Can you reproduce, word for word, the passage of the Nha Rong Port text starting with "The second one" and going on through "discredited by scholars."?

== TEXT PROVIDED ==
--------------------------------------------------

Nha Rong Port is a well-known cultural site as well as a symbolic part in a sprawling network of ports within the city. The port attracts millions of tourists every year thanks to its serene architecture and historical significance, marking Ho Chi Minh’s footprints in Vietnam’s history.
Many people, even locals, tend to forget this, but Saigon is actually a port city. Located by the bank of Saigon River, which gives it an edge in naval transportation as compared to other cities nearby, the city houses many important harbours in the region, a factor that has helped it to become the commercial hub of the South of Vietnam.
For tourists, this fact might sound irrelevant, but it actually underlines a very important, albeit often forgotten, part of the city. In fact, it is thanks to Saigon’s aptitude for naval transportation that the country’s history was made: In 1911, the young Nguyen Tat Thanh, later known as Ho Chi Minh, left Vietnam on the ship of Amiral Latouche Tréville, which, at that time, was docking at Nha Rong Port. With this first step, Nguyen Tat Thanh has launched into his quest of helping his homeland to regain its freedom, and he would spend decades after on foreign lands in search of the right path to independence. To commemorate this historic event, Nha Rong Port has now been converted a museum dedicated to Ho Chi Minh.
A trip to Nha Rong Port is a must on almost every history lover’s itinerary. In fact, besides the fact that it was the place where Nguyen Tat Thanh left on a 30-year journey, it is also culturally and archaeologically compelling.
Nha Rong Port’s history
Nha Rong Port is one of the oldest French-colonial structures in the city of Saigon. After taking over South Vietnam from the Nguyen Dynasty, the French colonial government wanted to build a commercial port to make use of the city’s location and expand naval commerce. The entire construction contract was given to the company Messageries Impériales, and the first ports were built in the Ben Thanh Area within a year. Later on, the company built an administrative building which governed the entire port complex. It also acted as the residence for the port admins.
The port’s Vietnamese name, which translates to House of the Dragon, is a matter of dispute. There are two main leading theories: The first and the more popular one posits that the name comes from a dragon statue which perches on the top of the headquarter building.
The second one contests that the name of the building stems from the King Gia Long’s name, since Gia Long translates to Nha Rong in Vietnamese. The theory posits that the French would like to commemorate the king’s good relationship with France by naming the building so. However, this theory has been widely discredited by scholars.

--------------------------------------------------

== RAW RECORDS ==

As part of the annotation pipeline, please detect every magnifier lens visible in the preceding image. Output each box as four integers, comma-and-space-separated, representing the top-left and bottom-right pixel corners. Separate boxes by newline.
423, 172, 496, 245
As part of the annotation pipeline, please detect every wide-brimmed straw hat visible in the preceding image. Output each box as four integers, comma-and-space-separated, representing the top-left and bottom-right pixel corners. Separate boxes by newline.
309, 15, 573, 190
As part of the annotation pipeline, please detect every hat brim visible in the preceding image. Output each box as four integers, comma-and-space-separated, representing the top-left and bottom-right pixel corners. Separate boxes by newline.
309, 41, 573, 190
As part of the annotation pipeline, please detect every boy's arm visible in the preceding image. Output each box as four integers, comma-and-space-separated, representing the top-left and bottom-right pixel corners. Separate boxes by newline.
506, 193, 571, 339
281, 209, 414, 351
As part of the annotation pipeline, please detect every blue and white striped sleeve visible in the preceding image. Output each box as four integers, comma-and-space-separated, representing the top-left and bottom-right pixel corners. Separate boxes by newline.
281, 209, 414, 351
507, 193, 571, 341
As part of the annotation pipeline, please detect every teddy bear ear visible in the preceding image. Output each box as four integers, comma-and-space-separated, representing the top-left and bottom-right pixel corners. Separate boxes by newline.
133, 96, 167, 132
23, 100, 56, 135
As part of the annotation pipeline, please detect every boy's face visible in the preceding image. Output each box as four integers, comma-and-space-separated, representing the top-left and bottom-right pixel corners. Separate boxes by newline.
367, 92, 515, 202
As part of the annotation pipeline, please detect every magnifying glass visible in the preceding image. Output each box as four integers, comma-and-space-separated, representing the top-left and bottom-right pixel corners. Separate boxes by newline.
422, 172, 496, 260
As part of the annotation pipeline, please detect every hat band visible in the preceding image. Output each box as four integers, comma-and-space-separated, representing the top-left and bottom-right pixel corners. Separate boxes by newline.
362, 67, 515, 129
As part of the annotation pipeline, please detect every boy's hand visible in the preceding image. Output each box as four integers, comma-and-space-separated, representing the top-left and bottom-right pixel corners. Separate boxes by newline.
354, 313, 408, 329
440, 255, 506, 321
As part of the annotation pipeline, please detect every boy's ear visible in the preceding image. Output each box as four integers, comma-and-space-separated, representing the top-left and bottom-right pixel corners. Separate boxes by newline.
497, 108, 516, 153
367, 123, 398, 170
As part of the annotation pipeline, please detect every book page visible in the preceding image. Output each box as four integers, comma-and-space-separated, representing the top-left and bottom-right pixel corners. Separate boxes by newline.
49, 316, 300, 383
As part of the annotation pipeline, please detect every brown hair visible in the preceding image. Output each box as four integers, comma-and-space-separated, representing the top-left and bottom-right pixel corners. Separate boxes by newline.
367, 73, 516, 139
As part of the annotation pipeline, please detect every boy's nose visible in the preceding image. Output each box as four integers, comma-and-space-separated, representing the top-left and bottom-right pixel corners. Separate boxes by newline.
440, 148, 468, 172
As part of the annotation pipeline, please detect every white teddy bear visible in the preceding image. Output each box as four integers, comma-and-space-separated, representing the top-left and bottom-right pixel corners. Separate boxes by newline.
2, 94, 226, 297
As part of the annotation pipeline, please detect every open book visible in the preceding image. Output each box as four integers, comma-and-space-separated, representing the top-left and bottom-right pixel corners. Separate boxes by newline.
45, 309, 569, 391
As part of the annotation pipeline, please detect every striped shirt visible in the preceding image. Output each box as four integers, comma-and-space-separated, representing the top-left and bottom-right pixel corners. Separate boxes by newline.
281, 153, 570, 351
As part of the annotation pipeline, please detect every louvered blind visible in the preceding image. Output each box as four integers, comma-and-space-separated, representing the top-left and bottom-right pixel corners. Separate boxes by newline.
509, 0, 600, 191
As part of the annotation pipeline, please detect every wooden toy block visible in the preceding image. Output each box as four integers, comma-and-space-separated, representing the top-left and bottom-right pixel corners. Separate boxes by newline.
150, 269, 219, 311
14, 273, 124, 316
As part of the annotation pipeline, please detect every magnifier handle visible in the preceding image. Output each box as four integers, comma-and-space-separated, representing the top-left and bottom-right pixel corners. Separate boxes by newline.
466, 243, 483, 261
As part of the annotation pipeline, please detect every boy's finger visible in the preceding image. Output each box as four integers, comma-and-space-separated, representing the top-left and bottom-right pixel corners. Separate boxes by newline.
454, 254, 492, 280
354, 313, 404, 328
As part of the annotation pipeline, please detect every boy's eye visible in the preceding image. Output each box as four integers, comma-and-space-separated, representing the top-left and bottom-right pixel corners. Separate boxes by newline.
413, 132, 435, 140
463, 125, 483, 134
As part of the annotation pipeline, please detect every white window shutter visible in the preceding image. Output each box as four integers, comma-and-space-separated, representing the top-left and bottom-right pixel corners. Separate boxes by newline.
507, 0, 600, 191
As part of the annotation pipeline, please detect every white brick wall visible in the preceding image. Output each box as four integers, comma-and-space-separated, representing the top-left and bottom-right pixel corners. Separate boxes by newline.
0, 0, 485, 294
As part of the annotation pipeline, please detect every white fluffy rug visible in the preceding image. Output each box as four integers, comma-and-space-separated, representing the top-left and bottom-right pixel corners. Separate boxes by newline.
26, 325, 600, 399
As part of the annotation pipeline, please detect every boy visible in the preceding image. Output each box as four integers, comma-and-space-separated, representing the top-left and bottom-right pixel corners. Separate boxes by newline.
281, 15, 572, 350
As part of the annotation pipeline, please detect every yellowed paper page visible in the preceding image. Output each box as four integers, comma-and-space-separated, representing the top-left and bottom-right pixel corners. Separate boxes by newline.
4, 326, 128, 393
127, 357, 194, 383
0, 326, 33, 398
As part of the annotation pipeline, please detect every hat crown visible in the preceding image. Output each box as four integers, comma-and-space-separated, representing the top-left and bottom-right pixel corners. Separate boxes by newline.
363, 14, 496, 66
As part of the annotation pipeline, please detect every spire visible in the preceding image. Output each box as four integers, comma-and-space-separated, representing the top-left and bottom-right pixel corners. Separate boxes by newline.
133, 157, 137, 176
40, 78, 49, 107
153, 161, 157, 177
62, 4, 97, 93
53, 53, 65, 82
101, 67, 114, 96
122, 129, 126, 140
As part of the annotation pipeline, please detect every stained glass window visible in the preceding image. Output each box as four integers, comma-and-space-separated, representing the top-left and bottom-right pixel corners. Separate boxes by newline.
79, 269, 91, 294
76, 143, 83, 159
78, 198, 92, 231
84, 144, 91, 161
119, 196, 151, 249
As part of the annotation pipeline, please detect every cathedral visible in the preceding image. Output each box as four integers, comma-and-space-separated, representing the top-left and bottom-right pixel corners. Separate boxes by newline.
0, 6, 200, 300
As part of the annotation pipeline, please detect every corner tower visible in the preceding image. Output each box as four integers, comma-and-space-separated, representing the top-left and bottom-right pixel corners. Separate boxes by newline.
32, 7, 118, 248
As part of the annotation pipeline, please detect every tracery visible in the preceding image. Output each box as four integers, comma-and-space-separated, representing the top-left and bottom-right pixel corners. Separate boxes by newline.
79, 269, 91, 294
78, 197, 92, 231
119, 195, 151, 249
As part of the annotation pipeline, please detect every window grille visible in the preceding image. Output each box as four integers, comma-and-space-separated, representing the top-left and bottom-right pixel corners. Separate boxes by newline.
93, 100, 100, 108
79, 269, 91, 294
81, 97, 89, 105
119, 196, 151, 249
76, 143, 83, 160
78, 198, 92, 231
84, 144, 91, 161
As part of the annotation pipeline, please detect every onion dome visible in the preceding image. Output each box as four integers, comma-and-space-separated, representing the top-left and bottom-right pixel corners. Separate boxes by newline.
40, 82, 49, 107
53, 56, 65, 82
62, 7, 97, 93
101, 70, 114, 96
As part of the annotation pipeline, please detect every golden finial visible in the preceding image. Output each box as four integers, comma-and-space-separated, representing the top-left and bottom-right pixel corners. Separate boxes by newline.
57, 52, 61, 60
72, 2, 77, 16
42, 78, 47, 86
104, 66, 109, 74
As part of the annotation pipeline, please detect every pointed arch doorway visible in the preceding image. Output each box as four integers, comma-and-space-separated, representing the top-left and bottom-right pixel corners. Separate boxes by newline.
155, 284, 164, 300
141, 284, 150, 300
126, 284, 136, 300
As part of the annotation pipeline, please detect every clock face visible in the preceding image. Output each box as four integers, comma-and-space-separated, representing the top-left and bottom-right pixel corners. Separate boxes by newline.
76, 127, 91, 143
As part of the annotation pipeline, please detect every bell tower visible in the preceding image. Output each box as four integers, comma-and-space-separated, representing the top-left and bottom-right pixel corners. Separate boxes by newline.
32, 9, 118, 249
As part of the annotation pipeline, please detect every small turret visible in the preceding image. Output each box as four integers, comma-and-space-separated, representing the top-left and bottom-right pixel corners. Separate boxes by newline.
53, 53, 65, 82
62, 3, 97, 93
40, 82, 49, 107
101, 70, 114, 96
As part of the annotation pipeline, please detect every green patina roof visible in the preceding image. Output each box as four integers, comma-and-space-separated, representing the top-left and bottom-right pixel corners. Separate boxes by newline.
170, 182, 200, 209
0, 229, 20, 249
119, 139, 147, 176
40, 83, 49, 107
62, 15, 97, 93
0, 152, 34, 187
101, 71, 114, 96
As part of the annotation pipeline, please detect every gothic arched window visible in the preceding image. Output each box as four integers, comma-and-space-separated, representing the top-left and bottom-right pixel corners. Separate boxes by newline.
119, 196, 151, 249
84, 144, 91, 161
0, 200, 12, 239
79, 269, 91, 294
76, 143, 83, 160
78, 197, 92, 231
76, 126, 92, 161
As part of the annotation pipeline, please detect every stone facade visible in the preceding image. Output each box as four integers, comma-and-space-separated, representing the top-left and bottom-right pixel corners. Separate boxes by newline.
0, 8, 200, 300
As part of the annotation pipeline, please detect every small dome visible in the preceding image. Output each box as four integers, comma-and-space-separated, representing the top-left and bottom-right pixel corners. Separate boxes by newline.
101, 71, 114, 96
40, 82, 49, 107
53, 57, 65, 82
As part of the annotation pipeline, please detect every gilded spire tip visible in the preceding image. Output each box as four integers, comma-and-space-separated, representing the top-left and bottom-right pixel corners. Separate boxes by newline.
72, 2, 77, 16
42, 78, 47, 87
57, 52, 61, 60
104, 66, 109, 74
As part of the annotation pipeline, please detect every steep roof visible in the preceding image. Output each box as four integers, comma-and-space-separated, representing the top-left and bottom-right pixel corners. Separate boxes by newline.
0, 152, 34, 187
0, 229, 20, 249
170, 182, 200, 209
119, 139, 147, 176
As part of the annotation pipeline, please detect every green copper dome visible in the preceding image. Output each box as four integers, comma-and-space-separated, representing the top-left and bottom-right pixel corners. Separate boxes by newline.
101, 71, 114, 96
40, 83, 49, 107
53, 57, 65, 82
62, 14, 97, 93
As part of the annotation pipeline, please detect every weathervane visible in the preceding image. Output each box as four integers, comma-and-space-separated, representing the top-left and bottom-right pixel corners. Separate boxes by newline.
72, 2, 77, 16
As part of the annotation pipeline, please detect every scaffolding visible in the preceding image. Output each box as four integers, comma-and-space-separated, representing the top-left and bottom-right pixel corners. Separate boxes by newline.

--------------------------------------------------

== EXERCISE RESULT ==
The second one contests that the name of the building stems from the King Gia Long’s name, since Gia Long translates to Nha Rong in Vietnamese. The theory posits that the French would like to commemorate the king’s good relationship with France by naming the building so. However, this theory has been widely discredited by scholars.